→ **EXTRACTED MATERIAL**:
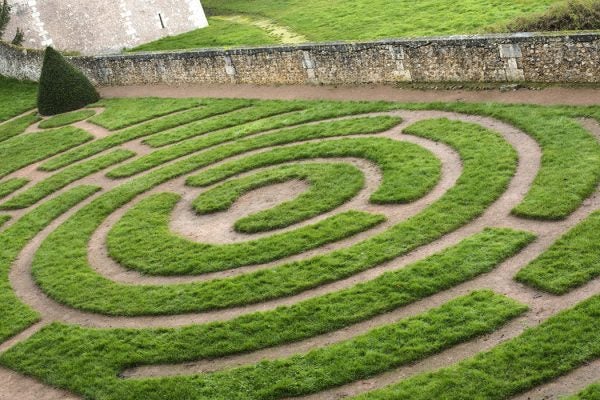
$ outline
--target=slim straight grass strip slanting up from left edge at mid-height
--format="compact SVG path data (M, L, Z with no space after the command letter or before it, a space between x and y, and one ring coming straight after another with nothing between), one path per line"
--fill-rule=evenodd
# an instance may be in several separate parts
M120 163L128 158L135 156L135 153L129 150L114 150L111 153L92 158L80 164L75 164L63 169L62 171L44 179L23 193L19 193L7 202L0 204L0 210L17 210L27 208L44 197L64 188L86 176L92 175L111 165Z

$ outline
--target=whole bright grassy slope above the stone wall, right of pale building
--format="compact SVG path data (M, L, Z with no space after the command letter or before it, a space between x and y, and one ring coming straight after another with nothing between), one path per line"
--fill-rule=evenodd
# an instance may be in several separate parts
M484 32L518 16L544 11L556 0L206 0L211 15L249 14L266 17L309 41L368 40ZM212 27L163 39L138 50L165 50L269 44L258 41L256 28L211 20ZM221 37L221 39L215 39Z

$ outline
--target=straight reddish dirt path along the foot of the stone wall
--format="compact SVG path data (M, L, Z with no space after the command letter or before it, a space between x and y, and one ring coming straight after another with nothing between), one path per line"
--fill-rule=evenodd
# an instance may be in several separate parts
M115 86L100 88L103 97L247 97L280 100L385 100L400 102L499 102L525 104L598 105L600 89L548 88L543 90L412 90L393 86L258 86L239 84L185 86Z

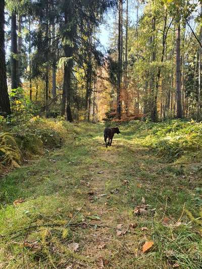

→ **TASK**:
Leave out the pictures and print every line of the data exactly.

→ **EXERCISE ANSWER**:
$ outline
--target=slim straight grass strip slanting up from left edge at mid-height
--format="compact SVG path data (M, L, Z with no space after the command letter or before it, a space between x and y, and one ring coming straight after another with nothing between), one path per line"
--fill-rule=evenodd
# an instance may be in several separate parts
M120 163L128 158L135 156L135 153L129 150L114 150L111 153L92 158L80 164L75 164L63 169L62 171L44 179L23 193L19 193L7 202L0 204L0 210L17 210L27 208L44 197L64 188L86 176L92 175L111 165Z

$ outline
--target=whole bright grassy slope above the stone wall, right of pale building
--format="compact SVG path data (M, L, Z with no space after the command letter or before it, a space between x and y, and one ring coming straight after another with nothing between), one path per line"
--fill-rule=evenodd
# an instance may be in several separate parts
M484 32L518 16L544 11L556 0L206 0L211 15L249 14L266 17L309 41L368 40ZM212 27L163 39L138 50L165 50L269 44L258 41L256 28L211 20ZM221 37L221 39L215 39Z

$ outline
--target=straight reddish dirt path along the foot of the stone wall
--format="compact SVG path data (M, L, Z with no space after the command letter or before it, a space between x and y, and one ring coming straight after another with nothing between), one path per line"
--fill-rule=evenodd
# an instance may be in several separate parts
M115 86L100 88L103 97L247 97L280 100L385 100L400 102L499 102L525 104L598 105L600 89L548 88L543 90L412 90L393 86L258 86L239 84L185 86Z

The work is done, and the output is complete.